Required task: Copy the lines starting at the one containing "Locate the striped" and ending after the one containing "[[225, 342], [291, 363]]". Swap "baby's hand" for "toddler's hand" and leave everything else as is.

Stored records:
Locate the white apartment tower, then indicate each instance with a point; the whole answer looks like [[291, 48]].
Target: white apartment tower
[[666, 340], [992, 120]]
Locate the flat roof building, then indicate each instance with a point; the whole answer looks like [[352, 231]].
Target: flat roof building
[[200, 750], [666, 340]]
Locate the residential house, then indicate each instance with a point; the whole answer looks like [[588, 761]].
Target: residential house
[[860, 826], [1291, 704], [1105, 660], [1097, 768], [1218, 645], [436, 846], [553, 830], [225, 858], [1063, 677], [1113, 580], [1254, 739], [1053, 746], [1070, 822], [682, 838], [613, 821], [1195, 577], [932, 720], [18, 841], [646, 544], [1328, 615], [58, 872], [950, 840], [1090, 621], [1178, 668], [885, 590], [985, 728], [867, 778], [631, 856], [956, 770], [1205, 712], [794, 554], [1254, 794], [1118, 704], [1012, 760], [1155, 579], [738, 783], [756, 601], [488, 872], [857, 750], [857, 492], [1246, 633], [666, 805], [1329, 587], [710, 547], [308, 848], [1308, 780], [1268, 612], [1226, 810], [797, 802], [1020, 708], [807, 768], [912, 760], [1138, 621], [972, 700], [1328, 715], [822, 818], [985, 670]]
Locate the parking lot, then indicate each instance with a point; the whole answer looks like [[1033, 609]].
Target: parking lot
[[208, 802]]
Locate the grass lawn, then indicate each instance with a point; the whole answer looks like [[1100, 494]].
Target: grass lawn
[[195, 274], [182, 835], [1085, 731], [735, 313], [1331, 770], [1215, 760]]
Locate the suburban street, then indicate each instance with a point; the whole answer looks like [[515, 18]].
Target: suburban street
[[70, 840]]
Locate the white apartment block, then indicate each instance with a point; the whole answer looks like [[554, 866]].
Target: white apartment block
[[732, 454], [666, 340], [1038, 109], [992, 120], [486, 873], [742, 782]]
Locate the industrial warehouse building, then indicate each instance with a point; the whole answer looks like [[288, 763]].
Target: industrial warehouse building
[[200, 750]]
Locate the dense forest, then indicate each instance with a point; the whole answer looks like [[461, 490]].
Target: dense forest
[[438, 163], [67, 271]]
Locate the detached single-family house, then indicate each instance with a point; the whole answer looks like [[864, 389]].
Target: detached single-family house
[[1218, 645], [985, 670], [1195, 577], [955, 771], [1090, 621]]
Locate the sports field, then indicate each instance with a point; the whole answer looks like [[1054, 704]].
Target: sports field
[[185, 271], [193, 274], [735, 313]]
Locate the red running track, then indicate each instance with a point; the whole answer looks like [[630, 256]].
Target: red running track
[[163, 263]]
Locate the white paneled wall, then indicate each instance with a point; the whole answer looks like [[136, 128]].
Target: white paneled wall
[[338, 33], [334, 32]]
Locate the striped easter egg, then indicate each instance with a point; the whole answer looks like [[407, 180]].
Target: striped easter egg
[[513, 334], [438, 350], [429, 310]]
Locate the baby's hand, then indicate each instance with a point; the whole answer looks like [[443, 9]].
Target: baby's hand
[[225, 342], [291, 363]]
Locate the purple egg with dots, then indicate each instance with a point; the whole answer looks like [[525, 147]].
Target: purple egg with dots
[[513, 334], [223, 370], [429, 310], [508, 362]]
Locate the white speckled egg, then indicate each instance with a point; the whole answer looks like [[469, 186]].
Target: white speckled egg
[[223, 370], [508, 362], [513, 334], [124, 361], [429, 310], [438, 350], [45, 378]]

Result of the task:
Locate the striped easter egg, then indicate each instance with a point; the whole answer looks like [[407, 180]].
Target: striped easter egg
[[513, 334], [438, 350], [429, 310]]
Locate the toddler's hand, then indicate each instance with a point; the whole answer looks like [[443, 9]].
Target: toddler's hand
[[225, 342], [291, 363]]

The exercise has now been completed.